• **QUOTED TEXT**:
Thoughts on Project Titan 

Yesterday afternoon, the Apple-centric corner of the Internet freaked out over a report from The Wall Street Journal that said Cupertino has “several hundred” people working on an electric car project named “Project Titan:”

Mr. Cook approved the car project almost a year ago and assigned veteran product design Vice President Steve Zadesky to lead the group, the people familiar with the matter said. Mr. Zadesky is a former Ford engineer who helped lead the Apple teams that created the iPod and iPhone.

Mr. Zadesky was given permission to create a 1,000-person team and poach employees from different parts of the company, one of the people familiar with the matter said. Working from a private location a few miles from Apple’s corporate headquarters in Cupertino, the team is researching different types of robotics, metals and materials consistent with automobile manufacturing, the people said.

(Reuters says the project is for self-driving cars, but I tend to believe the WSJ more on Apple stuff.)

My immediate response was one I saw all over Twitter: that if Apple is already doing too much, what happens if this is true?

I think this a valid concern, despite the knee-jerk humor. iOS and OS X are moving at a speed that doesn’t feel sustainable, and a lot of the pro-Apple camp agree.[1]

All that aside, Apple moving deeper into the automotive industry is fascinating.

CarPlay may not be perfect, but I think Apple could move the needle in a real way when it comes to in-car entertainment.

My car is less than a year old, and while it doesn’t wear a luxury brand’s badge, it came with a relatively sophisticated in-dash system, but it just kinda sucks in a bunch of ways. The software and hardware works, but it’s clunky and unattractive … not unlike the MP3 players of 2000 and the smart phones of 2006.

• **MATERIAL TO PROCESS**:
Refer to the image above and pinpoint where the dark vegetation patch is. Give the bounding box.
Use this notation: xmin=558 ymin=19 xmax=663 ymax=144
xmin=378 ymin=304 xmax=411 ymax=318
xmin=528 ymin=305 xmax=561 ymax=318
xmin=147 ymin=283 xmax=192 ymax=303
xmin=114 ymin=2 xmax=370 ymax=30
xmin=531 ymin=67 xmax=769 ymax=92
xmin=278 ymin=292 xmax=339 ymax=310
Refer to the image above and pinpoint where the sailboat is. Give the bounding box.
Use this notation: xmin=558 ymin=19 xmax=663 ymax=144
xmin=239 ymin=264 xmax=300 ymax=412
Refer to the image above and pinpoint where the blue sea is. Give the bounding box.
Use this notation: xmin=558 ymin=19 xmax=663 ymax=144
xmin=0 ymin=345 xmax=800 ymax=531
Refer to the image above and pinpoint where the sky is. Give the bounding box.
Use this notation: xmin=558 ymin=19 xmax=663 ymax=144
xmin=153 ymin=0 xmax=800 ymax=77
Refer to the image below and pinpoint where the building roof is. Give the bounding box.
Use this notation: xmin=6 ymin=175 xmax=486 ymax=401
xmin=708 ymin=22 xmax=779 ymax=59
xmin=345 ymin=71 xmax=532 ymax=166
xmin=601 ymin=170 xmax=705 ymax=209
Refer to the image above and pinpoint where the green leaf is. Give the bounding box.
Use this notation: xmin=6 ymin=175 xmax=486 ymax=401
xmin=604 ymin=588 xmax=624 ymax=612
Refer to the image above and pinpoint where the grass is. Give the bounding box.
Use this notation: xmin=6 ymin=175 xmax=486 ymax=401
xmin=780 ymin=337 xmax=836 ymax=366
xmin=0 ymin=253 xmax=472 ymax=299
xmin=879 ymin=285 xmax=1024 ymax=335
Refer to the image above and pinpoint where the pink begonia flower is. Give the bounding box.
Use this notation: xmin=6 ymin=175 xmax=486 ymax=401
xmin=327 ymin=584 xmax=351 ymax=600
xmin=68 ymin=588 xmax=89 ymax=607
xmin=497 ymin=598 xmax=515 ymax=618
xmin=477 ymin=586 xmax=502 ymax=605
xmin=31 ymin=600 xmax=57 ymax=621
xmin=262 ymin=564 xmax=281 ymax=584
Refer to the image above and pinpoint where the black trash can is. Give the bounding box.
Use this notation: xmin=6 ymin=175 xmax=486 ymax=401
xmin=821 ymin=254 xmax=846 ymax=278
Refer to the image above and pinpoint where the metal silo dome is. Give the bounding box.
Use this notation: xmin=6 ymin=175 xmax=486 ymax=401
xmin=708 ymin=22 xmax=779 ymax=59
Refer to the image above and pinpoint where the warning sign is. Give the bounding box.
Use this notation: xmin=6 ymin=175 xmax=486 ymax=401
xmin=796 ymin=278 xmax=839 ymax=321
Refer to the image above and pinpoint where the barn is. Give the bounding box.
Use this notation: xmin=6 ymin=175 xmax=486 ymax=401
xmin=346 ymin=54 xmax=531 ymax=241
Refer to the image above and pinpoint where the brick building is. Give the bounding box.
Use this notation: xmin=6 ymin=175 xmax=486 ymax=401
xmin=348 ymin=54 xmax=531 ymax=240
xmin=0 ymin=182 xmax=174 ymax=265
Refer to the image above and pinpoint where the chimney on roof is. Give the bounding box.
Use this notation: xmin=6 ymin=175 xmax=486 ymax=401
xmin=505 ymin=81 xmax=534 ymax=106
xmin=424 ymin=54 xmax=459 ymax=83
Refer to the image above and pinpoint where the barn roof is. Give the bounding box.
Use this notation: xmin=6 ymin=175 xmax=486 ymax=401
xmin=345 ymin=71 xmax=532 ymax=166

• **WHAT YOU WILL DO**:
A - Translate this sentence from the post on Project Titan into French: "All that aside, Apple moving deeper into the automotive industry is fascinating."
B - In the records, substitute "locate" for "pinpoint" in everything from the first line down to the line containing "xmin=147 ymin=283 xmax=192 ymax=303", and return only those lines with all else unchanged.

• **SOLUTIONS**:
A - Tout cela mis à part, le fait qu'Apple s'engage plus avant dans l'industrie automobile est fascinant.

B -
Refer to the image above and locate where the dark vegetation patch is. Give the bounding box.
Use this notation: xmin=558 ymin=19 xmax=663 ymax=144
xmin=378 ymin=304 xmax=411 ymax=318
xmin=528 ymin=305 xmax=561 ymax=318
xmin=147 ymin=283 xmax=192 ymax=303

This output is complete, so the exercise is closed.